A laptop screen showing AI-generated code with a developer reviewing it in the background, warm office lighting, documentary photography style
Technology & People

Airbnb Says AI Writes 60% of Its New Code — And Microsoft Research Says 25% of It Gets Corrupted

Airbnb says AI writes 60% of its new code. Microsoft Research says LLMs corrupt 25% of documents in long editing sessions. Both are true. Here's what that means for developers.

AirbnbAI CodingClaude CodeAI DevelopersSoftware Engineering

Airbnb CEO Brian Chesky dropped a number on the company’s Q1 2026 earnings call that would have sounded like science fiction two years ago: 60% of Airbnb’s new code was written by AI. Not tested by AI. Not reviewed by AI. Written by AI.

The same week, Microsoft Research published a paper showing that frontier LLMs corrupt 25% of documents during long editing workflows. Both things are true. And that contradiction is the most important story in software engineering right now.

🔍 THE BOTTOM LINE

AI is writing most of the new code at one of the world’s biggest tech companies. It’s also quietly wrecking a quarter of the documents it touches. The future isn’t AI replacing developers — it’s developers learning to work with tools that are incredibly powerful and dangerously unreliable at the same time.


60% — The Number That Changed Everything

Airbnb isn’t the first company to boast about AI-written code. Google says over 30% of its new code is AI-generated. Microsoft has claimed similar numbers. Spotify said in February that its best developers hadn’t written a line of code since December, thanks to AI.

But Airbnb’s 60% is a step function. And Chesky wasn’t shy about what it means for headcount:

“Where you might have needed a team of 20 engineers before, an engineer can now spin up agents to do a lot of work under supervision.”

Let me translate that from CEO-speak: we don’t need 20 engineers for this anymore. One engineer with AI agents can do the work. The other 19? Their roles are being rethought, not eliminated — but the direction is clear.

Airbnb’s specific use case is telling. The company uses AI most heavily for building tools for its API partners — the property management software companies that hosts use to manage listings. These are integration tools, boilerplate-heavy, well-scoped. The kind of code that AI is genuinely good at: connecting APIs, translating data formats, generating CRUD interfaces.

[Collected data entries]
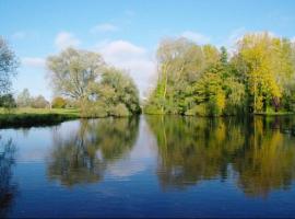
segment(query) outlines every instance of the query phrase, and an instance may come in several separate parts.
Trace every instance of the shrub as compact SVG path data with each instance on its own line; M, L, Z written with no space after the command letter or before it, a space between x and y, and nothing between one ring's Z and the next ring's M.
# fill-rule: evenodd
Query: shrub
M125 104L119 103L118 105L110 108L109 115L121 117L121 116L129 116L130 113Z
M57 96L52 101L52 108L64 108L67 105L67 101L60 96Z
...
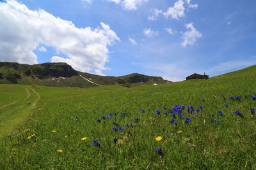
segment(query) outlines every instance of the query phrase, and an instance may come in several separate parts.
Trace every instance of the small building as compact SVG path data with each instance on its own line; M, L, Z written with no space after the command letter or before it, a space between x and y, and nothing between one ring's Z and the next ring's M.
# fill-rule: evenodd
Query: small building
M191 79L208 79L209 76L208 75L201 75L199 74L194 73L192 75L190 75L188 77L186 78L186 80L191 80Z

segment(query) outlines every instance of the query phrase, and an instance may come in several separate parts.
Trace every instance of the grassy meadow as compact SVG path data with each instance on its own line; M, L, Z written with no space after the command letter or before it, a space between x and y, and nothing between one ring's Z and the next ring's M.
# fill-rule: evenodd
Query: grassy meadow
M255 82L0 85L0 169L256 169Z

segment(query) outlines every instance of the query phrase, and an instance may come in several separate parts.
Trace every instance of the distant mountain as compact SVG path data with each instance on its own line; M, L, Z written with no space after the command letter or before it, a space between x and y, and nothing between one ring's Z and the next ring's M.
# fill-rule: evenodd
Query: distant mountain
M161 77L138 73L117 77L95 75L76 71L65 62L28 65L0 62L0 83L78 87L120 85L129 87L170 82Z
---
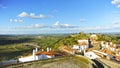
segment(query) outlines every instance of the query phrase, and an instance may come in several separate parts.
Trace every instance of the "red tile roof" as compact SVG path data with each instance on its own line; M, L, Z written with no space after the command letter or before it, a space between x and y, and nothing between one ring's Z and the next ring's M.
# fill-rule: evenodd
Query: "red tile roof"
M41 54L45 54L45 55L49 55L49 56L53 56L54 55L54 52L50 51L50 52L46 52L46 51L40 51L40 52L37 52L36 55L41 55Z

## What you should do
Reproduce a passage from the Airbnb AI-coding article, starting at the words "AirbnbAI CodingClaude CodeAI" and ending after "engineering right now.".

## Solution to this task
AirbnbAI CodingClaude CodeAI DevelopersSoftware Engineering

Airbnb CEO Brian Chesky dropped a number on the company’s Q1 2026 earnings call that would have sounded like science fiction two years ago: 60% of Airbnb’s new code was written by AI. Not tested by AI. Not reviewed by AI. Written by AI.

The same week, Microsoft Research published a paper showing that frontier LLMs corrupt 25% of documents during long editing workflows. Both things are true. And that contradiction is the most important story in software engineering right now.